TESTO FORNITO:
● ● ● ● ● ● ●

Sono un giornalista che scrive, parla e fotografa. Una passione: la bici da corsa. Un sogno: riuscire a far capire anche quello che non capisco.

L’OSPITE ……..TULLIA RIZZO 

 presidente della sezione lavoro della Corte di Appello di Messina

Nel dibattito che questo blog avviato su Sicilia e crisi, vorrei fare qualche considerazione. Come è noto l’occupazione aumenta quando le imprese utilizzano più lavoro e ciò avviene quando nel mercato dei beni si accresce la richiesta dei prodotti dell’impresa. Se la richiesta diminuisce le imprese riducono i livelli di attività produttiva e tendono

a liberarsi della forza lavoro esuberante. In buona sostanza, il livello dell’occupazione e quello della disoccupazione dipendono da altri elementi ove il mercato del lavoro ha un ruolo sostanzialmente passivo. Il tasso minimo di disoccupazione lo si è registrato negli anni cinquanta con la crescita dell’economia: è vero quindi che la disoccupazione dipende dal suo andamento. Sono gli interventi di politica economica che determinano risultati significativi. Le imprese italiane, dopo gli anni settanta, hanno affrontato una profonda ristrutturazione industriale: la meccanizzazione dei cicli produttivi ha dato luogo ad una cospicua riduzione della forza lavoro che, peraltro, è stata anche inglobata in forme alternative al contratto di lavoro standard a tempo indeterminato. Le legg (Treu, Biagi, il c.d. Jobs act, la Fornero) hanno agevolato il ricorso a dette forme atipiche contrattuali (di collaborazione, a tempo determinato ….).

● ● ● ● ● ● ●

CONSEGNA A:
Elenca tutte le leggi sul lavoro nominate tra parentesi nel testo sull'occupazione.
CONSEGNA B:
Prosegui il testo sull'occupazione dopo la sua ultima frase.
Le righe riportate più avanti non servono per lo svolgimento.

DATI ARCHIVIATI:
● ● ● ● ● ● ●

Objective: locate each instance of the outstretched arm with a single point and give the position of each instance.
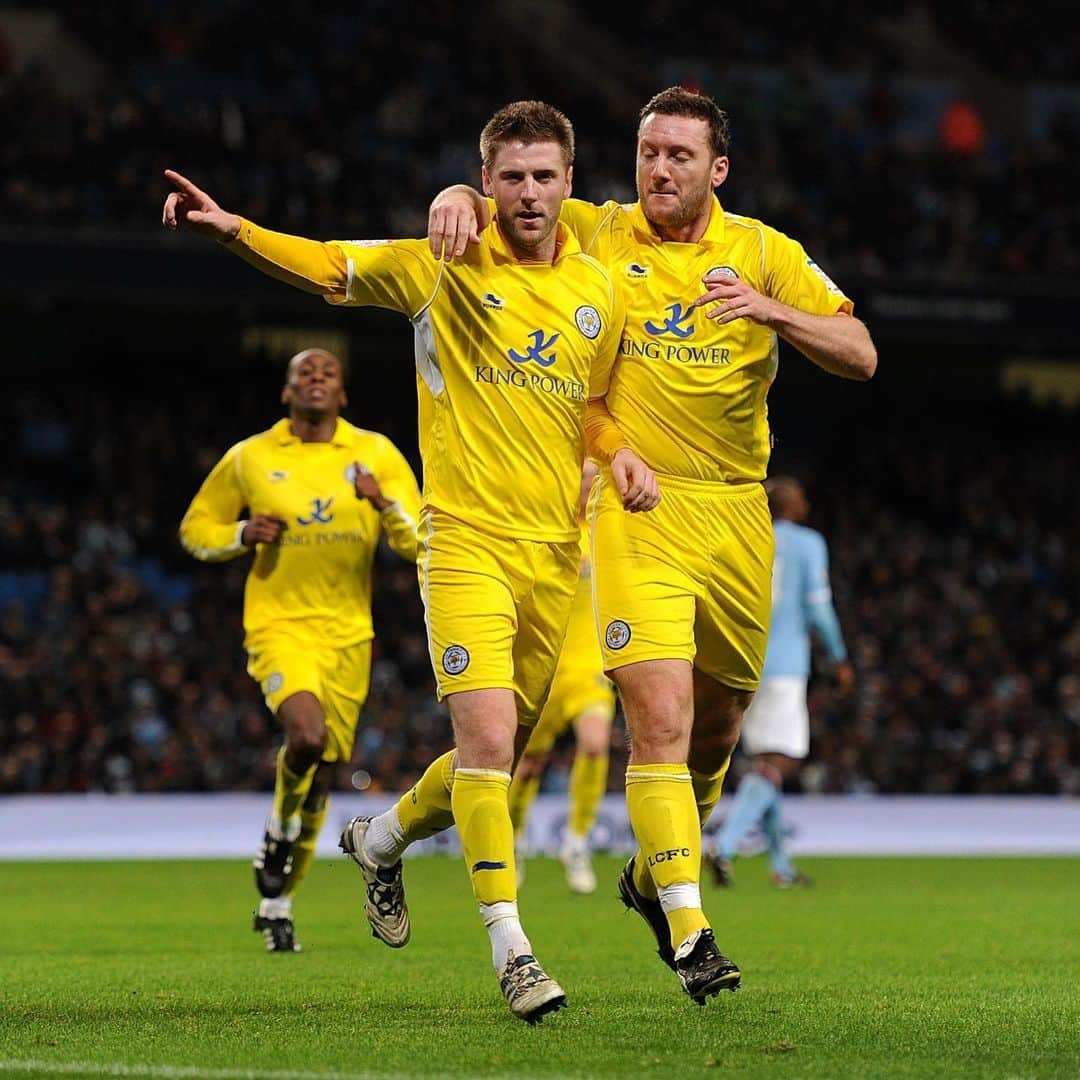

● ● ● ● ● ● ●

RISULTATO A:
Treu, Biagi, il c.d. Jobs act, la Fornero

RISULTATO B:
  La disoccupazione è via via aumentata fino a raggiungere oggi il suo massimo storico. Le dette forme atipiche lasciano registrare, solo formalmente, un certo aumento dell’occupazione, ma la sostanziale precarietà dell’impiego attraverso queste non può che essere valutata se non in termini di effettiva disoccupazione. Allora la crescita dell’occupazione dipende da interventi di politica economica che dovrebbero dare corpo al principio costituzionale di cui all’art. 1 Cost. che connota l’Italia come “…. una Repubblica democratica fondata sul lavoro”. In questa situazione di forte precarietà occupazionale occorrerebbe rivitalizzare le imprese, soccorrere in loro aiuto, incrementare gli investimenti pubblici e privati.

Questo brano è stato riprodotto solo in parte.